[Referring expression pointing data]
=== Section Start ===

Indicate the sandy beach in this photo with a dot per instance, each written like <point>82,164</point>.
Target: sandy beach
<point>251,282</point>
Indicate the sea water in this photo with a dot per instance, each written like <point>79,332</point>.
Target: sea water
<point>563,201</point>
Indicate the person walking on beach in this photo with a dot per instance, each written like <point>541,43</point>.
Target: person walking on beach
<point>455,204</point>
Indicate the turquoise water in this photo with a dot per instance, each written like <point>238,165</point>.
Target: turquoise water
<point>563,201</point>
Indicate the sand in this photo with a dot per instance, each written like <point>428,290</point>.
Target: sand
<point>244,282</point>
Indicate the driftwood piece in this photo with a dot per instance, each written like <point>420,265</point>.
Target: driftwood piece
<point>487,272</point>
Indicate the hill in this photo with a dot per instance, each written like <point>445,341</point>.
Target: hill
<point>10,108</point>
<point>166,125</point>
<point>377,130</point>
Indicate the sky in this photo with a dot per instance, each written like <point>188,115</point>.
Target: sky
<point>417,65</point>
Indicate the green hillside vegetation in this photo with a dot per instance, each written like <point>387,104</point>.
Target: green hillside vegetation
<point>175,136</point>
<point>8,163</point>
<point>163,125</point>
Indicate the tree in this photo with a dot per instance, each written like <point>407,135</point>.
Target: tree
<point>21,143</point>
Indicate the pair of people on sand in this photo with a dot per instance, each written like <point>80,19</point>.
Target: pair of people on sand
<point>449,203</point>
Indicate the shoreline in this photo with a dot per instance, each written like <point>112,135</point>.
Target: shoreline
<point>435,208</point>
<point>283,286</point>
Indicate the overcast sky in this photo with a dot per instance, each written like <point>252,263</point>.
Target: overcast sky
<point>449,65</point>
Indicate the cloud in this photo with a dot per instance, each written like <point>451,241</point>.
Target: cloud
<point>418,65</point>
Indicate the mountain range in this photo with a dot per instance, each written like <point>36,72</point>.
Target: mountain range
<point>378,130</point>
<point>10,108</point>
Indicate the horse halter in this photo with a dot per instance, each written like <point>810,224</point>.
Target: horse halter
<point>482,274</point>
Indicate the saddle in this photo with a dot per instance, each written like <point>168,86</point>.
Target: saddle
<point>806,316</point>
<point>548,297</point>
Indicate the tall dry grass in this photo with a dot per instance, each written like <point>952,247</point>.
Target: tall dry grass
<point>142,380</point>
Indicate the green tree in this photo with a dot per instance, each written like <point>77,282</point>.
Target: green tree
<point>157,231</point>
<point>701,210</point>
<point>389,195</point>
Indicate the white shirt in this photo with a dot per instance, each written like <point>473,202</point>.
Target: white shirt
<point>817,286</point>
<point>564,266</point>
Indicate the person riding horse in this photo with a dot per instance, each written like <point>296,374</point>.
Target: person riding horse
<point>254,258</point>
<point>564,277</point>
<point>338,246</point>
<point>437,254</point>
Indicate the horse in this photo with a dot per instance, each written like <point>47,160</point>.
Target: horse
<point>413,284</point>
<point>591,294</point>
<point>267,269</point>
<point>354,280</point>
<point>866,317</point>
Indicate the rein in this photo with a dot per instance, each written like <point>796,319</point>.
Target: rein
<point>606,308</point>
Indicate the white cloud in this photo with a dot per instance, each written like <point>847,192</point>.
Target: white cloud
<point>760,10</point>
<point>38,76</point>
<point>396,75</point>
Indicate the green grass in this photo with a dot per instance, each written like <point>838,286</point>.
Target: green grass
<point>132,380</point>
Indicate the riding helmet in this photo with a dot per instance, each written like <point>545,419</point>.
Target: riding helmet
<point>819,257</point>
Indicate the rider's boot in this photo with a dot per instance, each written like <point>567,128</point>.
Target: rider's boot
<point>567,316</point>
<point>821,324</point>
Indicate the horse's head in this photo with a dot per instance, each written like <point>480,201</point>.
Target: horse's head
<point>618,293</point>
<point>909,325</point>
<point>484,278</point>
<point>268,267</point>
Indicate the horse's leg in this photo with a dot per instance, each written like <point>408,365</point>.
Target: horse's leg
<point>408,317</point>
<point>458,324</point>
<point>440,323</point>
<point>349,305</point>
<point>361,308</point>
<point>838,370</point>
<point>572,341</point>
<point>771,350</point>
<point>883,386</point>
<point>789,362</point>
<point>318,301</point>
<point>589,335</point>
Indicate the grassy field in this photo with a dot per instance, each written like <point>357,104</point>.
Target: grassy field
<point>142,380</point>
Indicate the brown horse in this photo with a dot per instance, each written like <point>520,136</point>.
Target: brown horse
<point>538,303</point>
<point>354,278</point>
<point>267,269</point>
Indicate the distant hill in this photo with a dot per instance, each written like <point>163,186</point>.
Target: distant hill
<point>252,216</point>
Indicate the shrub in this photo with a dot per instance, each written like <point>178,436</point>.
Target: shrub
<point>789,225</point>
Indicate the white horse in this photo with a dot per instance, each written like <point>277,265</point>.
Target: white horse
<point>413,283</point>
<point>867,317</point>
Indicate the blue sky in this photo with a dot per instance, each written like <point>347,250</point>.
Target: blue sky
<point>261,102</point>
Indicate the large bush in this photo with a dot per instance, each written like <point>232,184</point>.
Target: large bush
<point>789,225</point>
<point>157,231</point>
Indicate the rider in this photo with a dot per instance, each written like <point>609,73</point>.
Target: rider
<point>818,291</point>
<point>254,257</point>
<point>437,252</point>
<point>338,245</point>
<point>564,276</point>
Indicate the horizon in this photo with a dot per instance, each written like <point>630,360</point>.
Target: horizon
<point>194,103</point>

=== Section End ===

**Work order**
Reproduce only the lines above, starting at the line with "Indicate the green tree" and ending at the line with "Indicate the white cloud", exactly as written.

**Output of the task**
Indicate the green tree in this photo with a dot per instance, each written like <point>77,282</point>.
Target: green tree
<point>157,231</point>
<point>701,210</point>
<point>389,195</point>
Indicate the white shirt in this photo with a dot per instance, each written like <point>473,202</point>.
Target: white shirt
<point>817,286</point>
<point>564,266</point>
Indicate the person riding horse in this photo with a dot per instance, each written like <point>296,374</point>.
Target: person riding horse
<point>254,258</point>
<point>564,277</point>
<point>338,246</point>
<point>437,254</point>
Indicate the horse in this photo with a dot per instance, each written like <point>47,160</point>.
Target: horse
<point>413,284</point>
<point>591,294</point>
<point>267,269</point>
<point>354,280</point>
<point>866,317</point>
Indicate the rein in this photo with a dot per instance, each written like <point>796,319</point>.
Target: rein
<point>606,308</point>
Indicate the white cloud in this photo with a dot per instance, each written like <point>847,192</point>.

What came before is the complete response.